§ What is needed:
Please copy out the full listing that follows exactly; no picture belongs in the copy.

§ Provided records:
========================

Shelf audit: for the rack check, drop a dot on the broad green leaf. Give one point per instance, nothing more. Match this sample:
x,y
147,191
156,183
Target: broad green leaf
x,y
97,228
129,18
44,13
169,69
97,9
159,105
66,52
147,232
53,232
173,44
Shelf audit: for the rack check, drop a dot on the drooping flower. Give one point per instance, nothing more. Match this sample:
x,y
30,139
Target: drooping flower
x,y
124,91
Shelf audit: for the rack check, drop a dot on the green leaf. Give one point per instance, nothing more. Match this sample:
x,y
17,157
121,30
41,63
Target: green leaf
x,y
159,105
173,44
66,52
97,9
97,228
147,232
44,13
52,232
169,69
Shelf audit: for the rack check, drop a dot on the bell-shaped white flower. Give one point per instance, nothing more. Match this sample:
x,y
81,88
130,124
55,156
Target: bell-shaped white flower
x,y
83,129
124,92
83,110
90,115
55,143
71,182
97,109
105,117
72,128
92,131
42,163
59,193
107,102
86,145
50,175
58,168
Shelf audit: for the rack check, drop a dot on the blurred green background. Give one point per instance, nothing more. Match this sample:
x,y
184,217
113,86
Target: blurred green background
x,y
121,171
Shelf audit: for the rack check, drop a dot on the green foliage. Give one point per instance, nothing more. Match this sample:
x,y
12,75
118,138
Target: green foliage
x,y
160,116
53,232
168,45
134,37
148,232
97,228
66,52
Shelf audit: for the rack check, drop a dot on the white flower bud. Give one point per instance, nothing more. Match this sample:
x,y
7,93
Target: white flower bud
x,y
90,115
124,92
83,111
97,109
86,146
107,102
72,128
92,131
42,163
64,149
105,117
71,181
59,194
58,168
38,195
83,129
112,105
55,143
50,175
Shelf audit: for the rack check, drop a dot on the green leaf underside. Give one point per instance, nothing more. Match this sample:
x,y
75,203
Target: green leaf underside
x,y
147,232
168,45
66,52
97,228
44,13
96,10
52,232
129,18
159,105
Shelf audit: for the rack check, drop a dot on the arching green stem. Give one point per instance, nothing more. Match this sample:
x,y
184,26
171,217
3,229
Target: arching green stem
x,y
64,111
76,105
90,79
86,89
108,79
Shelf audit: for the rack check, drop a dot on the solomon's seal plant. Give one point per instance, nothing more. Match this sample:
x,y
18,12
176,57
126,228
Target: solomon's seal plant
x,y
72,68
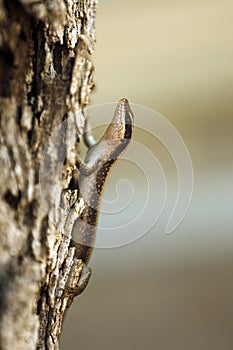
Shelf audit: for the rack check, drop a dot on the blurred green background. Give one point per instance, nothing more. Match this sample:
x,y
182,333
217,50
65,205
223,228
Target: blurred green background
x,y
168,291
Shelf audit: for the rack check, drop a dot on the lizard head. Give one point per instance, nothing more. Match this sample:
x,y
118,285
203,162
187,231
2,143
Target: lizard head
x,y
121,126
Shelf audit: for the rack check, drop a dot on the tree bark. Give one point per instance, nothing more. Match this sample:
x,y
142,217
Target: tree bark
x,y
46,76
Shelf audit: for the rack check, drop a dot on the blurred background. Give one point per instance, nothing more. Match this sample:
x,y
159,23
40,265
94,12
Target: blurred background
x,y
167,291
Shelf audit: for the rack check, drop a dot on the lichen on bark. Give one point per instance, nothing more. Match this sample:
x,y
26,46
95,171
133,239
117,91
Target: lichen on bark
x,y
46,76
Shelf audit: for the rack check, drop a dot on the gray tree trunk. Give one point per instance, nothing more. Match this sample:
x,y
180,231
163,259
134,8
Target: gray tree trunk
x,y
45,79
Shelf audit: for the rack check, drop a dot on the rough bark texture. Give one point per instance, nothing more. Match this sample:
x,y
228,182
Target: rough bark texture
x,y
45,79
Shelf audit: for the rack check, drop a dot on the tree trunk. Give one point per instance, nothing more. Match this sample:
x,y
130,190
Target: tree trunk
x,y
45,82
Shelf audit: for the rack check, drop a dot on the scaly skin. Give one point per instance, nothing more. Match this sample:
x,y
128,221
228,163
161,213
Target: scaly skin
x,y
94,171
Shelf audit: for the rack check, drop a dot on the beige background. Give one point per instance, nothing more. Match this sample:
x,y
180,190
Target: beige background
x,y
168,292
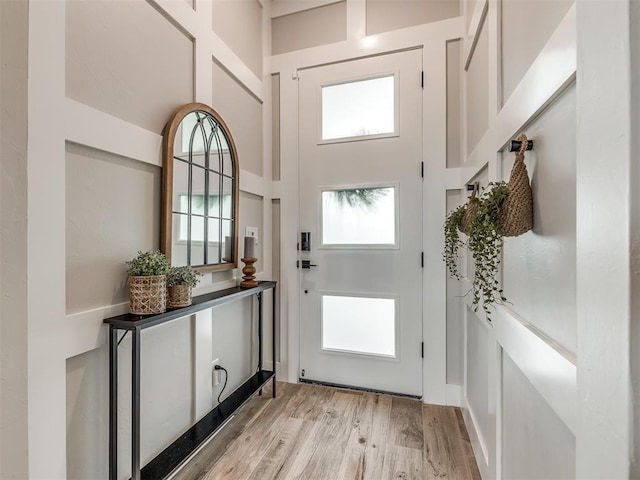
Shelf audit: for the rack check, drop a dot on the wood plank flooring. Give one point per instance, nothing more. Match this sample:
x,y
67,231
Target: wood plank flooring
x,y
318,433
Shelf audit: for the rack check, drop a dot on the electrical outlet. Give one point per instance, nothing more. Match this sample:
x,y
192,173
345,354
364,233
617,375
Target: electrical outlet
x,y
252,232
216,373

========================

§ Result:
Shelf audit: for the rack check, drop a dot on the broad green leaf. Give one point per instance, nothing more. Match this sample:
x,y
147,191
156,183
Target: broad green leaf
x,y
97,228
129,18
44,13
169,69
97,9
159,105
66,52
147,232
53,232
173,44
Shelf audit: for the rack check, drop a dot on the drooping flower. Give one point per instance, nothing more. Match this sample:
x,y
30,139
Target: drooping flower
x,y
124,91
Shelf audit: for the rack check, drop a dot on the green leaf. Give one point per instance, nothing more. Match this sample:
x,y
17,157
121,30
41,63
Target: green leaf
x,y
159,105
173,44
66,52
97,9
97,228
147,232
44,13
52,232
169,69
Shelf audit: for the rack check, drop a dot on the bell-shaped white flower. Give one point per instance, nothing more. Match this sample:
x,y
81,88
130,124
55,156
Target: bell-shaped white flower
x,y
83,129
124,92
83,110
90,115
55,143
71,182
97,109
105,117
72,128
92,131
42,163
59,193
107,102
86,145
50,175
58,168
Shelf audit: for the rack check, drop a dot on the blurred green background. Give one point per instance, nothing more. Match this sample:
x,y
184,217
113,86
Target: blurred green background
x,y
121,171
Shelf audit: for the rack check, drop a dot on the green foliage. Give one point per instance, nothing more. Match this sample:
x,y
12,75
118,138
Target: green foliage
x,y
160,116
53,232
168,45
134,37
148,232
97,228
66,52
Shelf audit: for the rack check, drop a dot on the white flower bud. Give one point per instance, nothing more. Match this sample:
x,y
7,93
Target: white flower bud
x,y
90,115
124,92
83,111
97,109
86,146
107,102
72,128
92,131
42,163
64,149
105,117
71,181
59,194
58,168
38,195
83,129
112,105
55,143
50,175
Shelf audit: for the rack check, drop a dot on the green leaf underside. Give one point per instance, nothing more. Match this sample:
x,y
75,203
Target: green leaf underside
x,y
147,232
168,45
66,52
97,228
44,13
96,10
52,232
129,18
159,105
Shelf audit: for the rack check, drop a dot on the arching green stem. Give one point per instance, nothing more. Match this sample:
x,y
184,26
171,217
3,229
Target: arching green stem
x,y
64,111
76,105
90,79
86,89
108,79
Shelf audit: for the rack check, drop a dot on the solomon's seal plant. Give one point per instance, nothing more. Match this sample:
x,y
18,12
176,57
126,228
Target: solomon's seal plant
x,y
72,68
Shelf audit: for the rack check, drop a dot on the blurred green background. Give one point per instance, nothing more. Match this sample:
x,y
182,333
217,50
65,205
223,228
Target: blurred green background
x,y
168,291
Shelf audit: for the rack check, drop a dot on the lizard head. Give one point per instance, nothing more. Match this sample:
x,y
118,285
203,162
187,231
2,143
Target: lizard head
x,y
121,126
Shelf audit: for the rack check, drop a dot on the tree bark. Give one point per instance, nothing more. Match this sample:
x,y
142,217
Target: tree bark
x,y
46,76
Shelf audit: for the rack check, drop a dot on the blurred background. Give one point per instance, nothing more. Match this sample:
x,y
159,23
40,265
94,12
Target: blurred background
x,y
167,291
Shelf audit: for the rack check, drop a dot on the lichen on bark. Give one point per instance, nothing more. Match this sample:
x,y
26,46
95,171
133,239
117,91
Target: lichen on bark
x,y
46,76
Shelf audit: for the rack check, drop a dot on the gray tree trunk. Give one point per instance, nothing more. Match this sample:
x,y
180,231
163,259
134,8
Target: gray tree trunk
x,y
45,79
Shelf audit: for the rack check, drop a dot on the rough bark texture. Give one point per instance, nothing more. Match this sample:
x,y
228,182
Target: rough bark texture
x,y
45,79
Shelf audit: for the rack check, drop a dot on the tree trunk. Give one point per instance, nothing more. Match this sample:
x,y
130,190
Target: tree trunk
x,y
45,82
Shelf audit: for the rack check, drop a dot on the scaly skin. Give one point per instance, nothing more. Match this sample:
x,y
128,221
228,163
161,213
Target: scaly skin
x,y
94,171
Shelf audit: for the rack check, drop a dot on the beige background. Give one point per instance, nothing more. Match this sample:
x,y
180,190
Target: beige background
x,y
168,292
Shelf audit: for the rack check, drop a dot on the wood plank flooring. Give one point per instance, nothing more. Match this sample:
x,y
67,231
Target: wood plank flooring
x,y
318,433
Shelf audit: for the rack check, drop a dot on the electrical outlet. Give one point per instance, nothing more. Match this sample:
x,y
192,173
345,354
364,233
617,375
Target: electrical outlet
x,y
252,232
216,373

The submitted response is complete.